Calibrated Decision-Making through LLM-Assisted Retrieval

Jang, Chaeyun, Lee, Hyungi, Lee, Seanie, Lee, Juho

arXiv.org Artificial Intelligence 

Large language models (LLMs; Jiang et al., 2023; Touvron et al., 2023; Dubey et al., 2024; Achiam et al., 2023) have demonstrated remarkable performance on numerous downstream natural language processing (NLP) tasks, leading to their widespread integration into various decision-making processes (Bommasani et al., 2021; Band et al., 2024; Zhou et al., 2024). However, even with significant increases in model size and the expansion of training datasets, it remains infeasible for LLMs to encode all possible knowledge within their parameters. As a result, the outputs produced by LLMs may not consistently be reliable for important human decision-making processes, potentially overlooking key or hidden details. Additionally, LLMs frequently provide inaccurate or misleading information with a high degree of confidence, a phenomenon referred to as hallucination (Zhuo et al., 2023; Papamarkou et al., 2024), which can lead humans to make flawed decisions. In addition, Zhou et al. (2024) have empirically demonstrated that human users often over-rely on LLM outputs during decision-making processes, and this over-reliance tends to increase in proportion to the model's confidence.

(Pointing data grounded in images)

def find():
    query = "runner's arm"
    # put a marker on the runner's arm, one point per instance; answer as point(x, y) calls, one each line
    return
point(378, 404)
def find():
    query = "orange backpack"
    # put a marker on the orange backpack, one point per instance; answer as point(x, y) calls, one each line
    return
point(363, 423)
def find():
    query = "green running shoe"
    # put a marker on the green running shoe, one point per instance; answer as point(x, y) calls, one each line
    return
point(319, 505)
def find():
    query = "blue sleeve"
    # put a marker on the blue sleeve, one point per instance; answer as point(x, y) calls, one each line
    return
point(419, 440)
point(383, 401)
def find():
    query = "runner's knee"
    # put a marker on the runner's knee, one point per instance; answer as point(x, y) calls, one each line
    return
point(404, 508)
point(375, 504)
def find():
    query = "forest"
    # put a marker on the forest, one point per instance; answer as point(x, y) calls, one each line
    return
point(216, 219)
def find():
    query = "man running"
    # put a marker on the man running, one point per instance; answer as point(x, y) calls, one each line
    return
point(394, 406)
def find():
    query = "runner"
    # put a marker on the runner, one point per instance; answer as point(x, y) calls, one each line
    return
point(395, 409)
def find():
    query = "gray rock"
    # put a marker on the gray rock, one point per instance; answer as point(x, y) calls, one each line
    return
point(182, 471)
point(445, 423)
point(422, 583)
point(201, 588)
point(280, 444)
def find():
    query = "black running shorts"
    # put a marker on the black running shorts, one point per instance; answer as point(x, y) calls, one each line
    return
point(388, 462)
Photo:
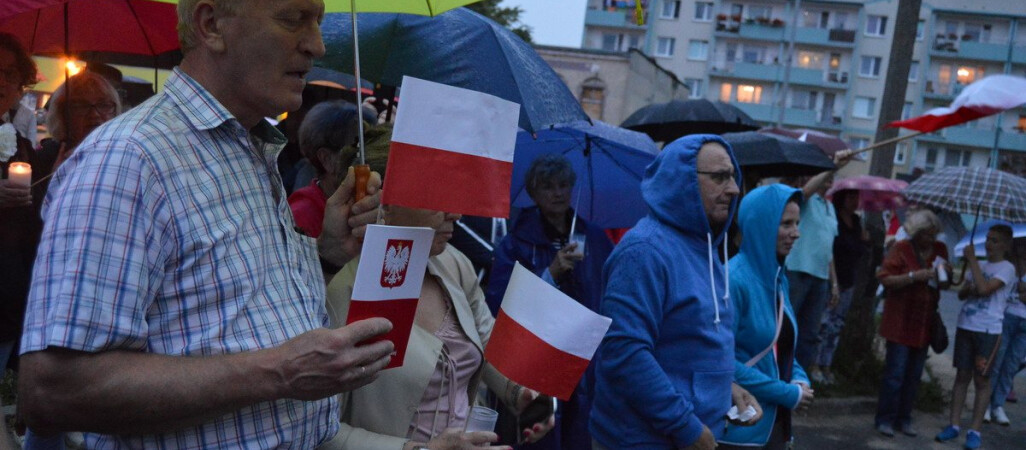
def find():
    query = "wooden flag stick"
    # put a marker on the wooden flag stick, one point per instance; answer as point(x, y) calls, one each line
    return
point(888, 141)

Task 1 => Please list the authors named at the top of the excerpt on calibrated decision-making through LLM-assisted retrieval.
Task 2 => In the excerpt on LLM-assisted retrieval, what is the name for LLMs giving inaccurate or misleading information with a high degree of confidence?

Exercise response 1 => Jang, Chaeyun; Lee, Hyungi; Lee, Seanie; Lee, Juho

Exercise response 2 => Hallucination.